Directions for this task:
Please rewrite the listing below, starting at the line that contains "the rear door" and ending at the end of the listing, with each request line unchanged. Multiply every x and y coordinate in the answers by 1.25 and round to whole numbers, with halves rounded up.

(Records from a dataset)
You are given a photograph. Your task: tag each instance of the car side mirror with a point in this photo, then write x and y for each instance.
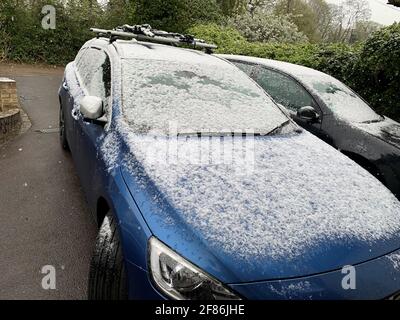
(308, 113)
(91, 107)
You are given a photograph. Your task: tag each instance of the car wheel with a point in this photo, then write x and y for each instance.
(107, 276)
(63, 136)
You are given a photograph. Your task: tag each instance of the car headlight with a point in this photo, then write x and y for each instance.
(181, 280)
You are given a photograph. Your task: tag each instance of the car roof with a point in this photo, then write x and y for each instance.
(132, 49)
(289, 68)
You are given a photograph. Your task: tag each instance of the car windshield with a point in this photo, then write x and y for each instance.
(194, 98)
(341, 100)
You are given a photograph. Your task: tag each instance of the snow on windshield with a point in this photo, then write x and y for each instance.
(197, 97)
(340, 99)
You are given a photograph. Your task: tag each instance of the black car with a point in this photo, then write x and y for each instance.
(330, 110)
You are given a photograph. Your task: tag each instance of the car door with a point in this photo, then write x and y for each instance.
(287, 92)
(292, 95)
(95, 77)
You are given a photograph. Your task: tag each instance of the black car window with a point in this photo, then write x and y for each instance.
(94, 69)
(283, 89)
(246, 68)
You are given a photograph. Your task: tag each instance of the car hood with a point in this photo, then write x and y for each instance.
(387, 130)
(273, 208)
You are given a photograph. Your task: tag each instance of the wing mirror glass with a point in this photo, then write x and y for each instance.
(308, 113)
(91, 107)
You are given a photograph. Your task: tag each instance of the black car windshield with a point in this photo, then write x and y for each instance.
(190, 97)
(340, 99)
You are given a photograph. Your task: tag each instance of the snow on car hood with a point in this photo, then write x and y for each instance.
(300, 208)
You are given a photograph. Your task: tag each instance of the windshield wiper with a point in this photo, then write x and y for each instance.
(220, 134)
(382, 118)
(273, 131)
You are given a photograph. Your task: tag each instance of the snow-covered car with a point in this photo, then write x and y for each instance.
(333, 112)
(203, 188)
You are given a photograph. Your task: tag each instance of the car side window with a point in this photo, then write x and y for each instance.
(283, 89)
(94, 69)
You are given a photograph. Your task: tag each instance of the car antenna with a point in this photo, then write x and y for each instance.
(145, 32)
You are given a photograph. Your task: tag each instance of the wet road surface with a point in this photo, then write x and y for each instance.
(44, 219)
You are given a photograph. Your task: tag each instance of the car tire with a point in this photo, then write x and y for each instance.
(63, 136)
(107, 276)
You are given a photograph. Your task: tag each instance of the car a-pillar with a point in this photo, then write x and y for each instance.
(10, 114)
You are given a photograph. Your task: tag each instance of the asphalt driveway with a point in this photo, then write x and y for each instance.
(44, 219)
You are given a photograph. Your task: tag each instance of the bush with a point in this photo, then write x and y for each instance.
(377, 71)
(372, 69)
(267, 27)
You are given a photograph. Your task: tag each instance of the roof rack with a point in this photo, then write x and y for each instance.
(144, 32)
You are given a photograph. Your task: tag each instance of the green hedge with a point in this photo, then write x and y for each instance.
(372, 68)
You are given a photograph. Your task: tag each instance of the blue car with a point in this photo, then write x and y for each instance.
(204, 188)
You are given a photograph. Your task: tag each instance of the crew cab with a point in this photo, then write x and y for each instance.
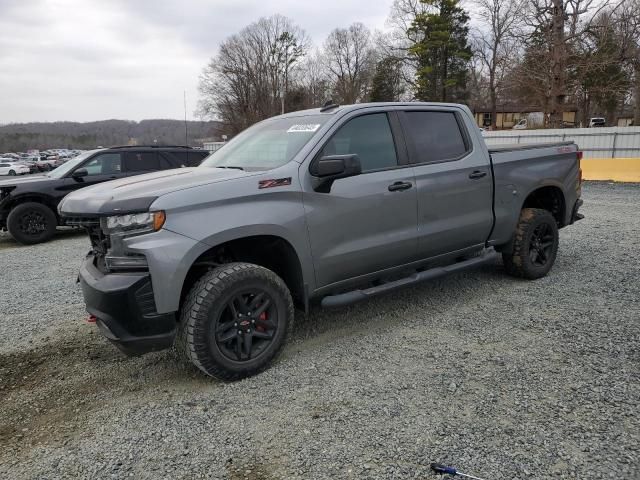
(28, 206)
(329, 205)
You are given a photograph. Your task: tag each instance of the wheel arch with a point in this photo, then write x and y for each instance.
(548, 196)
(271, 251)
(44, 199)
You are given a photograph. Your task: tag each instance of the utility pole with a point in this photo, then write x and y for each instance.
(186, 128)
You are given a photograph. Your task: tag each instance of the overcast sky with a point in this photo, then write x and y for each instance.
(84, 60)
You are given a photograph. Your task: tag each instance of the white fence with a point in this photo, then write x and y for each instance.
(608, 142)
(212, 146)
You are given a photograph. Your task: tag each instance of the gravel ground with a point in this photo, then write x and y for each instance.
(503, 378)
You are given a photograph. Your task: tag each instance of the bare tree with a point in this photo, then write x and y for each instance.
(246, 81)
(314, 79)
(556, 25)
(351, 61)
(496, 43)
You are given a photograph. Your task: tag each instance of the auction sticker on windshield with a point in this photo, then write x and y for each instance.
(303, 128)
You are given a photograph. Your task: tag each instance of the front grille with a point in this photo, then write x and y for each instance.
(100, 242)
(81, 221)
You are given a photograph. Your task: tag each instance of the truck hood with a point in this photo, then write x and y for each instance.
(15, 181)
(137, 193)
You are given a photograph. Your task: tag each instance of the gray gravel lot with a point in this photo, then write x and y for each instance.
(501, 377)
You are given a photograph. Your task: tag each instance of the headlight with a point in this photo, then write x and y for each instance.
(135, 223)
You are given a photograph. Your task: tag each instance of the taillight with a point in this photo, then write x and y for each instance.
(579, 157)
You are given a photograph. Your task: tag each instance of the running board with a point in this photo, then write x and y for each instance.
(358, 295)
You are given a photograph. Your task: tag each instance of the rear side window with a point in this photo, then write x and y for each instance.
(369, 137)
(436, 136)
(186, 158)
(104, 164)
(196, 157)
(141, 161)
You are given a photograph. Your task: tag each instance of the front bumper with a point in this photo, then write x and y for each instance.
(125, 309)
(575, 216)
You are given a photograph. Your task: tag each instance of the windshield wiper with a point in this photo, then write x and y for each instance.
(227, 166)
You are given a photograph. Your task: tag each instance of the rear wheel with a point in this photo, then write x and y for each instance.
(31, 223)
(235, 320)
(535, 245)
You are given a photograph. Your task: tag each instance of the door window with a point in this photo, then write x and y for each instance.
(141, 162)
(436, 136)
(369, 137)
(105, 164)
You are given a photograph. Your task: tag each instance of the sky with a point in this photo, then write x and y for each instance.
(85, 60)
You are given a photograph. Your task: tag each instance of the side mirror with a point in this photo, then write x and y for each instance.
(79, 174)
(332, 167)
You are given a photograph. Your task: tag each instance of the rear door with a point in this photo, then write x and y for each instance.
(454, 183)
(365, 223)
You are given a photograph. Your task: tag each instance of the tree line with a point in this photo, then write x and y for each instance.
(19, 137)
(554, 55)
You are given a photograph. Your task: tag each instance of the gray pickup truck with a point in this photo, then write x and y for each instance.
(331, 205)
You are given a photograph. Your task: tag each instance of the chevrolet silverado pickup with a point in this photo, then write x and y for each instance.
(330, 205)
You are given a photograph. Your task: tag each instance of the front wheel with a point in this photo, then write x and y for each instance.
(234, 321)
(31, 223)
(535, 245)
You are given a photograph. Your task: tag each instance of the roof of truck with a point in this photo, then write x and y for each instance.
(334, 108)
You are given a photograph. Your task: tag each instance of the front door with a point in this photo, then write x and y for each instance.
(368, 222)
(101, 168)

Exercise response:
You are given a photograph. Your task: tag each instance of the rear door with a point in this photo, then write x and y for each instance.
(568, 229)
(456, 279)
You are given a photograph. Your task: tag each instance of the tree line with a point in this photo, then write x and y for each instance.
(24, 171)
(693, 69)
You are given a photograph. Your task: tag each instance of the gray pickup truck with a point in this photo, then write x and y for each instance.
(414, 256)
You are given a photograph. Your task: tag each instance of the chevrolet silverado pickup with a point in this photo, then write x and y for each instance.
(413, 256)
You are given a photograph. Your task: tag each instance of the front wheel with a point in this photo, then write x and y for each instance.
(293, 401)
(39, 279)
(669, 306)
You are given a photograph. Your task: tag each instance of the roof of truck with a point in this photo, then write x and y for each instance.
(418, 135)
You are given a photograph. Your task: tag each instance of the front door with a point in this photo, then write x and y for each instance.
(460, 278)
(126, 210)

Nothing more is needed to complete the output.